Problems:
1. In the memoir about the writer's mother, how old was she when she was sent to a farmstead as a maid?
2. Write the next part of the memoir about the writer's mother, picking up after its last sentence.

Extract to read:
I found her SO beautiful, she radiated such happiness, just for a moment enjoying the other, more elegant world. Than she would ask me to open up the long zipper again and she stepped out of her Little Black Dress. Gone was the moment of glamour and luxury and with the bus she rode back into her own world of hard work in the greenhouses, on the fields and in the house. Never an escape, no vacations, pure devotion to her family. Nothing luxurious, but wearing her apron with pride and only on Sundays she would dress up, complete with an elegant hat for going to Church with us.
We are blessed for still having her with us, even with her limited freedom due to the kidney dialysis three times weekly.
My Mom... She lived a hard life, as during the Great Depression she was sent to a big farmstead as a maid; at the tender age of 14. Just imagine... being away from your Parents and on your own.
She worked hard and long days and her dream of studying and becoming a seamstress, never materialized. No money, no time and with WWII coming all dreams were shattered.
Everybody at that time had poverty, there was absolutely no luxury.
The young generation would not be able to live through such times.
In a way, my Parents have been away from their Parents as a teen. Dad too, at the age of 15, and they worked long days and for that they got food and shelter, a simple bed and a little pocket money. They still managed to save.
I have always admired Mom's skills from her great hand writing to knitting sweaters and socks. Also crocheting fine lace doilies or baking the most delicious pies for us on Sundays. She was a great cook and when we came walking home from school for lunch (12:00-13:30 o'clock) the smell of her home made tomato soup with sauteed onions made us put a spring in our steps.

Stored data:
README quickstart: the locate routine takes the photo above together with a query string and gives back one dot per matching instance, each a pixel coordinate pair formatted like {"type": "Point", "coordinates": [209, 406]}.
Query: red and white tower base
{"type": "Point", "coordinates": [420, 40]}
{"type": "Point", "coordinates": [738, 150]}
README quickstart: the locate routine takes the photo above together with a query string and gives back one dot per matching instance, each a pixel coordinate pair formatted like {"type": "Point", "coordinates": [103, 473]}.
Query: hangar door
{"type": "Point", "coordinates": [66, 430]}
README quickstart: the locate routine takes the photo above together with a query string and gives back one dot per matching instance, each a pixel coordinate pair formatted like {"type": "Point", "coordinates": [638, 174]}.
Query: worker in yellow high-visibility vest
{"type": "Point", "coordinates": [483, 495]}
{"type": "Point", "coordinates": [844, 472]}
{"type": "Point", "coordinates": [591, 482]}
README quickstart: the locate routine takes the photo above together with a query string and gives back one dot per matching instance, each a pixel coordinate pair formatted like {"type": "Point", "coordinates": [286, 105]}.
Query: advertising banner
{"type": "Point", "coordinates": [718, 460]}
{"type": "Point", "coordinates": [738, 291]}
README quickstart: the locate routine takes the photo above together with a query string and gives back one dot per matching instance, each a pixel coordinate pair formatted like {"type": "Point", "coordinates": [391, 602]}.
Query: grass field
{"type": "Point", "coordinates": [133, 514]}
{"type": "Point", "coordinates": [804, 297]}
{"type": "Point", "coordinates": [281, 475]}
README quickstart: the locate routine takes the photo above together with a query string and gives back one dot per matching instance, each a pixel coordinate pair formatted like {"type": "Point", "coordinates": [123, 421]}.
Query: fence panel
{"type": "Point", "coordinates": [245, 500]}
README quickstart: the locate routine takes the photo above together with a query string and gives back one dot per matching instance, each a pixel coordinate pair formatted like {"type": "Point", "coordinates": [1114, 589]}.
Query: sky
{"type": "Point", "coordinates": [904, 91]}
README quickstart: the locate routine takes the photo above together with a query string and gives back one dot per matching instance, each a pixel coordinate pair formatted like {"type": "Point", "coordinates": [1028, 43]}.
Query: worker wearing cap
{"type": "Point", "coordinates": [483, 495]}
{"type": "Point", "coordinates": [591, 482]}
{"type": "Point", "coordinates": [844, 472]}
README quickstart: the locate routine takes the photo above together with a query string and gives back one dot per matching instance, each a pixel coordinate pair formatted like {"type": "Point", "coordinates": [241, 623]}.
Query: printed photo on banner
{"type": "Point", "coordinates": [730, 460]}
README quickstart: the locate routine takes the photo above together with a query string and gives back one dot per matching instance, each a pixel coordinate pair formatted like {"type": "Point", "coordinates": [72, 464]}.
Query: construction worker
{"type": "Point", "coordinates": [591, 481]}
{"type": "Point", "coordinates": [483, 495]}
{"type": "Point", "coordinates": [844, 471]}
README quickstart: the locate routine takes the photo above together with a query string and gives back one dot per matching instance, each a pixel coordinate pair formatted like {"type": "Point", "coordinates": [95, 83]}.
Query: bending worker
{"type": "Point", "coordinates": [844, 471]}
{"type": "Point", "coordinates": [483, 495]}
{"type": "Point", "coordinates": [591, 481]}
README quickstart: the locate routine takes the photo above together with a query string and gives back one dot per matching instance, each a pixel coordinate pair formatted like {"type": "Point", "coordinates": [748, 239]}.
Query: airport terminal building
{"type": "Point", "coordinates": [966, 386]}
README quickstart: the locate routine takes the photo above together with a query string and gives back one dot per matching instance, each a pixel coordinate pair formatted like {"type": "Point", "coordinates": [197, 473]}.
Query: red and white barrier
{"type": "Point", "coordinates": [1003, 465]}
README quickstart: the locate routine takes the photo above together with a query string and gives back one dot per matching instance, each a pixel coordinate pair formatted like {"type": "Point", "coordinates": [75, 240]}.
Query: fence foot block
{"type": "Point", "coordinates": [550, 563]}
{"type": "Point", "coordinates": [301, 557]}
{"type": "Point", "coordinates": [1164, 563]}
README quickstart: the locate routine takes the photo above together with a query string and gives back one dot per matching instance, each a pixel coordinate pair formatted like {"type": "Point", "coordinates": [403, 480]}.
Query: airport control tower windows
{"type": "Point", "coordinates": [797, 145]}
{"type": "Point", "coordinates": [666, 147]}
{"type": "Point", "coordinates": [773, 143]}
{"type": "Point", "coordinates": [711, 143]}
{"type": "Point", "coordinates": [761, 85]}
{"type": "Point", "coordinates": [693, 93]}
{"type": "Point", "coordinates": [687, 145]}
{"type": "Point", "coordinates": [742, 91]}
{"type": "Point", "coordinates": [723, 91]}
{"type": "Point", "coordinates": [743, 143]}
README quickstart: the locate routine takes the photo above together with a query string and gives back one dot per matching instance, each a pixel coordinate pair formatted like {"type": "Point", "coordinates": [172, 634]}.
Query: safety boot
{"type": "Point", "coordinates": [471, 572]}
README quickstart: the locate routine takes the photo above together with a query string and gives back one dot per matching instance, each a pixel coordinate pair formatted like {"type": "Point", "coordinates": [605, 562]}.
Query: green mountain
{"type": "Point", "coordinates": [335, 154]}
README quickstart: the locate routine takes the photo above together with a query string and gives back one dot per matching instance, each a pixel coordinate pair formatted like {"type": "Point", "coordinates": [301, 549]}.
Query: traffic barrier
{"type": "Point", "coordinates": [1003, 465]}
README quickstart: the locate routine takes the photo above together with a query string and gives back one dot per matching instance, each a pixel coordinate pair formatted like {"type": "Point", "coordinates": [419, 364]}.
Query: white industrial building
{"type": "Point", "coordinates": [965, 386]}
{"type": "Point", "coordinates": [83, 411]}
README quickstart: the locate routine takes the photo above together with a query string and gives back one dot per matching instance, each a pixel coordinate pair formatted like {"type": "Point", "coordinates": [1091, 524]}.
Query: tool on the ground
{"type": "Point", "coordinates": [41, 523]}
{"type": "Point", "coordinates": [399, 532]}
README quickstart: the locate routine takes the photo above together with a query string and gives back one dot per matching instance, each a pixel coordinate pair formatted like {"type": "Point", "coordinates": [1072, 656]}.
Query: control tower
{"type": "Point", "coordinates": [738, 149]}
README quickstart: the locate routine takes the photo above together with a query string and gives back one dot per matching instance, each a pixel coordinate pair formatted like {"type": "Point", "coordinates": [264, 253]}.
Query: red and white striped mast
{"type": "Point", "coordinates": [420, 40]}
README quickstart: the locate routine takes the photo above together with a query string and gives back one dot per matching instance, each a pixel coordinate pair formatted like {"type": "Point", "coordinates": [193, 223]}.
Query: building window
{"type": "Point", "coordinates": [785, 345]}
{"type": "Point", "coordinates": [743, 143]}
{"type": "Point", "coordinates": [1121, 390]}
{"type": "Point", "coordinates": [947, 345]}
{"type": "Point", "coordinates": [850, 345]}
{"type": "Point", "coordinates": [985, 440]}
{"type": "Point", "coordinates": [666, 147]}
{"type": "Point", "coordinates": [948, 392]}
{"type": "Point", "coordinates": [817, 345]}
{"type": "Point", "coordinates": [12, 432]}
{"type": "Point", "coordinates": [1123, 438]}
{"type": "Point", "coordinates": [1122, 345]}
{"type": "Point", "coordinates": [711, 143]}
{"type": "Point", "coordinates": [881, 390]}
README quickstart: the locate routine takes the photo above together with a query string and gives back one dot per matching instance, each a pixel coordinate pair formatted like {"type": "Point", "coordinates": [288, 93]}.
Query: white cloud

Final answers:
1. She was 14.

2.
On Sundays she cooked a soup that is still being served at fine restaurants and for weddings.
She felt so proud for feeding her family and I learned a lot from her!
A true role model and of course I wish she could have enjoyed her younger years more.
But she was not alone... so many of her age never had any luxuries.
There are even today many countries where there is nothing but the basics of life.
A good thing for pondering about, as once again our Thanksgiving is coming close.
A feast for family for being grateful to God for the love, the strength and high ethics that stayed with our Parents and Grandparents and let's pray we will keep their exemplary culture alive.
Closing with a photo where Mom is proudly wearing a beautiful brocade suit that we together found in Atlanta at the Outlet of JC Penney when they were in the USA with us. And I with my Apriori7 suit from the Escada Company Store.
This was at my Parents' garden.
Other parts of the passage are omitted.